- [Stated problem a]:
Return the full article on the proposed Evington quarry word for word.

- [Passage]:
——————————
Evington’s silence and abundant wildlife are just a few of many reasons its residents treasure the spread-out enclave with roots dating back to land grants from the British crown.
“We don’t have streets, we don’t have stop lights,” said Sara Wil Saunders, a former resident whose family owns more than 1,000 acres of one of the community’s first settlements.
“We just are remnants of the way things have always been.”
Residents worry a proposed quarry — which goes before the Campbell County Board of Supervisors tonight — will irrevocably change their community.
They have banded together to fight the proposal. Hundreds turned out to a public hearing in July, where the planning commission voted 5-2 not to recommend approval of the project. Signs protesting the quarry line roads throughout the area.
Boxley Materials Co. has owned 914 acres of land since 2005 and wants to mine about 100 acres for greenstone. The rock, company officials say, is crucial to its future business in the area and keeping construction costs low in the region. Company officials estimate Boxley’s Lawyers Road quarry has about 15 years of rock left and the Evington site would be a 100-year replacement.
Neighbors, however, fear noise, dust and traffic, and worry that blasting could harm their wells.
“People are living quietly, back in their own little place and suddenly Boxley has arrived and everyone is threatened by something they know instinctively will alter their whole community,” Saunders said.
Evington was named for late-1800s resident Miss Evie Smith, who donated land for a railroad right of way, a tiny railroad depot and post office, Saunders said. Within two miles of the proposed quarry are at least 15 homes and ruins with origins before the Civil War, neighbors said.
“People here know what’s important,” Ruffin-Skrypek said. “Keeping God in your life, really participating in being a family, instilling the values that are useful for survival, just knowing how to get by, knowing how to get through life and just being respectful of other people.”
Some residents even live off their land and hunt for food. Homes hidden off narrow country roads seem as if they are living in another generation, Ruffin-Skrypek said. “There’s a tradition, it’s sort of old-fashioned,” she said, “but people here are just responsible, respectable, good hardy people.”
——————————
- [Stated problem b]:
Return every line of the records that contains the string "reflection", matching case.
——————————
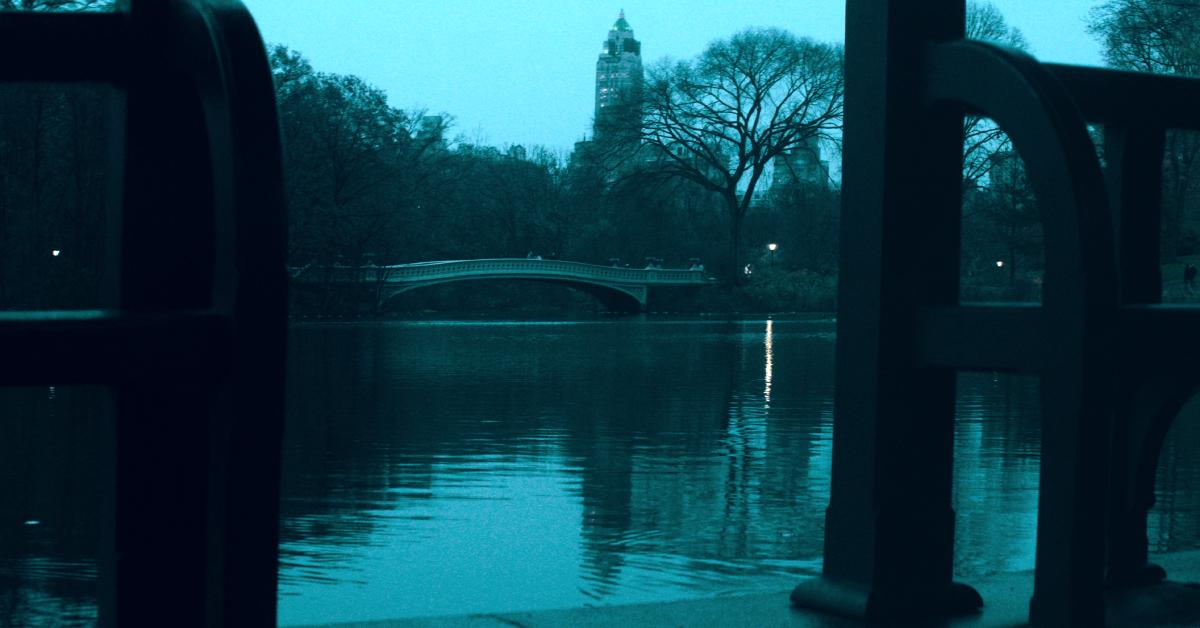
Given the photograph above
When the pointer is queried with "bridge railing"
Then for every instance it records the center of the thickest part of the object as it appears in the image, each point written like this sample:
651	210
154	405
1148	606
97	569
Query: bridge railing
516	267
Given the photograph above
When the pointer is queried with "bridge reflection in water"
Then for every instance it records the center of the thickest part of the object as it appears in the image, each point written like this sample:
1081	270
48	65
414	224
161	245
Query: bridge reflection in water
617	288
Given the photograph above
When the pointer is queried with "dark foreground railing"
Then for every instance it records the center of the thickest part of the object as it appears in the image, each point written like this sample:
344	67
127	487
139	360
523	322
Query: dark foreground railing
1115	365
192	338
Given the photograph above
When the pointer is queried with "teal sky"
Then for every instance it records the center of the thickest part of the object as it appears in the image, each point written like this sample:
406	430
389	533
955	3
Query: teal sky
521	71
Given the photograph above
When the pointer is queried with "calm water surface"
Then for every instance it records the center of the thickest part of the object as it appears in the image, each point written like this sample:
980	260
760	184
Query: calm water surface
447	467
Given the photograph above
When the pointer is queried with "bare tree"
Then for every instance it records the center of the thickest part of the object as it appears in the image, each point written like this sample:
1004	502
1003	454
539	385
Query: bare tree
1161	36
720	119
982	139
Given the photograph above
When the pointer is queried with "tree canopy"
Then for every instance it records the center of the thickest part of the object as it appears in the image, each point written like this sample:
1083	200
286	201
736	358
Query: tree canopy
721	119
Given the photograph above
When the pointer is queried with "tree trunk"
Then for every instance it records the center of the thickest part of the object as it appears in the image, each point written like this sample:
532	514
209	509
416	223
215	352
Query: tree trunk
736	270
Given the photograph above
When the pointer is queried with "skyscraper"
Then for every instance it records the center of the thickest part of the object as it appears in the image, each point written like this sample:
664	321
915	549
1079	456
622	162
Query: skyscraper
618	70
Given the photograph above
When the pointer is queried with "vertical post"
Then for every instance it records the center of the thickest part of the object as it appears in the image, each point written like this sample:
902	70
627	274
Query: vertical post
1134	174
156	560
889	527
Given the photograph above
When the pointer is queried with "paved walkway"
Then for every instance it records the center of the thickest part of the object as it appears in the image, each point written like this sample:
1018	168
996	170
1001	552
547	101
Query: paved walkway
1007	598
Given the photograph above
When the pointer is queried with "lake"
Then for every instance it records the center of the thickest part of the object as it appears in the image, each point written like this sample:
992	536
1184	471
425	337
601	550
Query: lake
449	467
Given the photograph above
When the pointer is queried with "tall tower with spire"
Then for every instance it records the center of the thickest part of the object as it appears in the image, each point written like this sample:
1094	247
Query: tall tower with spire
619	69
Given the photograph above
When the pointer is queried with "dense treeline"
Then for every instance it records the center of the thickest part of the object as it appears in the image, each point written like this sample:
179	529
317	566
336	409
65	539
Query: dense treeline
369	183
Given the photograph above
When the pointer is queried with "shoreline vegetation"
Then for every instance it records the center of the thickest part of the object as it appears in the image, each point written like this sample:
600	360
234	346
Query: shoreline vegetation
768	292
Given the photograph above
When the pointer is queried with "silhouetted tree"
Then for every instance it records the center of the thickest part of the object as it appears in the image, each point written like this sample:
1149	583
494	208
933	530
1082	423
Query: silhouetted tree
720	119
1161	36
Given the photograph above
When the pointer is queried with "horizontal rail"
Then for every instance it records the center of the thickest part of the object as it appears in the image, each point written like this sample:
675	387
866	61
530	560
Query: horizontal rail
989	338
1159	338
72	47
103	347
1132	97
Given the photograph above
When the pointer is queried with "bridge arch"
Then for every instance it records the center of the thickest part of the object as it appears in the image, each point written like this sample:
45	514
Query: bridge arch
615	298
622	289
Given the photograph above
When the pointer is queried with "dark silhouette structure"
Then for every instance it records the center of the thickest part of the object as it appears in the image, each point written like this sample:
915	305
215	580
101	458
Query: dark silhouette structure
622	289
1115	365
192	338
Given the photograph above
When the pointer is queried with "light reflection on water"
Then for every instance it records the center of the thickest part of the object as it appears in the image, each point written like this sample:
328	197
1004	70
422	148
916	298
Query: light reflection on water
477	467
516	466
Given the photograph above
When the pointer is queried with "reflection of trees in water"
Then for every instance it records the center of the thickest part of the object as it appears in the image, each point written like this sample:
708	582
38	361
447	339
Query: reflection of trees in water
997	448
49	515
1174	521
672	461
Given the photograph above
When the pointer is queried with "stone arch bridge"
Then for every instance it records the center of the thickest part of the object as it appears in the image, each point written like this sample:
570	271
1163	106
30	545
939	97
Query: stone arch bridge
618	288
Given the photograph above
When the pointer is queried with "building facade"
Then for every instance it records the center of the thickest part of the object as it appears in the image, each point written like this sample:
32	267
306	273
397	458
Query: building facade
619	72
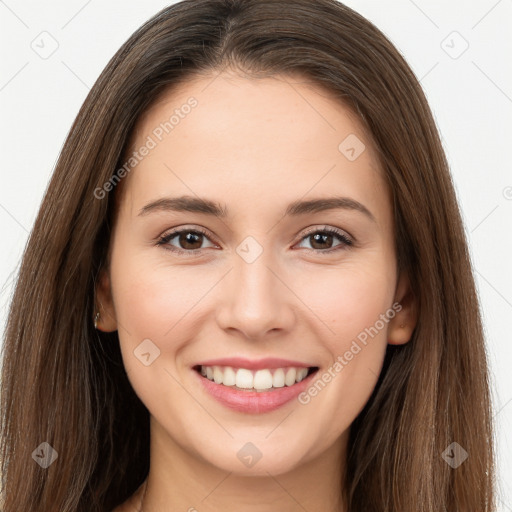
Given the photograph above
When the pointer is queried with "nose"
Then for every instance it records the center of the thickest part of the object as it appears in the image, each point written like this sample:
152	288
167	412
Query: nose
256	299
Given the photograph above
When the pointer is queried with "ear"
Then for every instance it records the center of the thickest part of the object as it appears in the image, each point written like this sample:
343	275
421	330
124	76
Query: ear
107	321
401	326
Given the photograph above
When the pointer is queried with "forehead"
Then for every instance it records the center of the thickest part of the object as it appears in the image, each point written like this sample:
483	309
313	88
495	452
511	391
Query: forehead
267	139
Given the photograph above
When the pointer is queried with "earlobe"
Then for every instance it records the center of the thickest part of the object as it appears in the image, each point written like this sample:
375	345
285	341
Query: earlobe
402	325
104	315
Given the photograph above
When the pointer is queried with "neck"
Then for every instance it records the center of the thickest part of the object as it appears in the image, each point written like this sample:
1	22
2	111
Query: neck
181	480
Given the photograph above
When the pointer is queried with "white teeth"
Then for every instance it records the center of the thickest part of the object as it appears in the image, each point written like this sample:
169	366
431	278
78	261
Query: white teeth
289	378
260	380
244	378
217	375
229	376
263	379
278	378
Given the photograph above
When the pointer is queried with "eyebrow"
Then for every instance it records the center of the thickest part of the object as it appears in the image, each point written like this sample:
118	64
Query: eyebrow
296	208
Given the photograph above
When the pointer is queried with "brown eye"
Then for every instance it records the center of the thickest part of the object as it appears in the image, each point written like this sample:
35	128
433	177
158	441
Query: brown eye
187	240
323	240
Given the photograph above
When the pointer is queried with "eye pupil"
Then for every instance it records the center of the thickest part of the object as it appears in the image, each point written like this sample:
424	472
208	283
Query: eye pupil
321	237
187	237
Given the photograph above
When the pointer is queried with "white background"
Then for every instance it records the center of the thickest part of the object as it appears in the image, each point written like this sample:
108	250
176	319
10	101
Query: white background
471	97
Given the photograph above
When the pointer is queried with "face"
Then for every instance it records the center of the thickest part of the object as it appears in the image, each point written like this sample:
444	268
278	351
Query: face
252	271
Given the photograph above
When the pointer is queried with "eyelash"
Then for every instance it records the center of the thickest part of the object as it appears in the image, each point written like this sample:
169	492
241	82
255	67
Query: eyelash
165	239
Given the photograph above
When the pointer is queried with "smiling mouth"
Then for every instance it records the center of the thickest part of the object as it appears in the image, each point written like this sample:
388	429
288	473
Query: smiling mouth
244	379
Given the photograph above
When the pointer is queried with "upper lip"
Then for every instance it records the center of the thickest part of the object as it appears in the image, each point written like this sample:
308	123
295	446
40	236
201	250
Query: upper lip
252	364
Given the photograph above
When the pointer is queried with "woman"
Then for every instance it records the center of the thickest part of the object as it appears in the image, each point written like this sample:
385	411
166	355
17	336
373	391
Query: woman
256	372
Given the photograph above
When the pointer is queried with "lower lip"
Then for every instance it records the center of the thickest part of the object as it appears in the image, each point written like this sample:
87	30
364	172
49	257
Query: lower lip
254	402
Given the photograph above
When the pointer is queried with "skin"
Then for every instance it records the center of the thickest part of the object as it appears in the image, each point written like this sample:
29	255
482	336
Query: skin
253	146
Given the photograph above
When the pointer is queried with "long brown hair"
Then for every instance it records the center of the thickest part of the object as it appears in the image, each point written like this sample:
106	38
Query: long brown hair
64	383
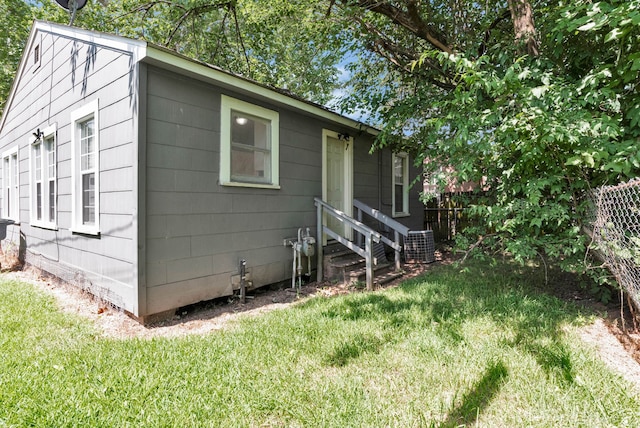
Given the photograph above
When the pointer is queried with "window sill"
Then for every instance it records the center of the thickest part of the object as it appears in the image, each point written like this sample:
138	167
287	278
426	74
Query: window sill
251	185
41	225
85	230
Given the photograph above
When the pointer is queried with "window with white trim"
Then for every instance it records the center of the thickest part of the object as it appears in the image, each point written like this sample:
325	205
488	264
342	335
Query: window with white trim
400	190
43	179
85	146
249	146
10	185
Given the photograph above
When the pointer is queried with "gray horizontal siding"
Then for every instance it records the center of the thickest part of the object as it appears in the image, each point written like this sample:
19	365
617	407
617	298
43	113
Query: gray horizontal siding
72	74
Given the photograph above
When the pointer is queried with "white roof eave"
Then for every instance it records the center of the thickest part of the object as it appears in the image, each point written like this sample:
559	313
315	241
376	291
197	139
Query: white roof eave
170	60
——————————
- [Complete answer a]:
Evington’s silence and abundant wildlife are just a few of many reasons its residents treasure the spread-out enclave with roots dating back to land grants from the British crown.
“We don’t have streets, we don’t have stop lights,” said Sara Wil Saunders, a former resident whose family owns more than 1,000 acres of one of the community’s first settlements.
“We just are remnants of the way things have always been.”
Residents worry a proposed quarry — which goes before the Campbell County Board of Supervisors tonight — will irrevocably change their community.
They have banded together to fight the proposal. Hundreds turned out to a public hearing in July, where the planning commission voted 5-2 not to recommend approval of the project. Signs protesting the quarry line roads throughout the area.
Boxley Materials Co. has owned 914 acres of land since 2005 and wants to mine about 100 acres for greenstone. The rock, company officials say, is crucial to its future business in the area and keeping construction costs low in the region. Company officials estimate Boxley’s Lawyers Road quarry has about 15 years of rock left and the Evington site would be a 100-year replacement.
Neighbors, however, fear noise, dust and traffic, and worry that blasting could harm their wells.
“People are living quietly, back in their own little place and suddenly Boxley has arrived and everyone is threatened by something they know instinctively will alter their whole community,” Saunders said.
Evington was named for late-1800s resident Miss Evie Smith, who donated land for a railroad right of way, a tiny railroad depot and post office, Saunders said. Within two miles of the proposed quarry are at least 15 homes and ruins with origins before the Civil War, neighbors said.
“People here know what’s important,” Ruffin-Skrypek said. “Keeping God in your life, really participating in being a family, instilling the values that are useful for survival, just knowing how to get by, knowing how to get through life and just being respectful of other people.”
Some residents even live off their land and hunt for food. Homes hidden off narrow country roads seem as if they are living in another generation, Ruffin-Skrypek said. “There’s a tradition, it’s sort of old-fashioned,” she said, “but people here are just responsible, respectable, good hardy people.”

- [Complete answer b]:
When the pointer is queried with "bridge reflection in water"
Query: bridge reflection in water
When the pointer is queried with "light reflection on water"
Query: light reflection on water
When the pointer is queried with "reflection of trees in water"
Query: reflection of trees in water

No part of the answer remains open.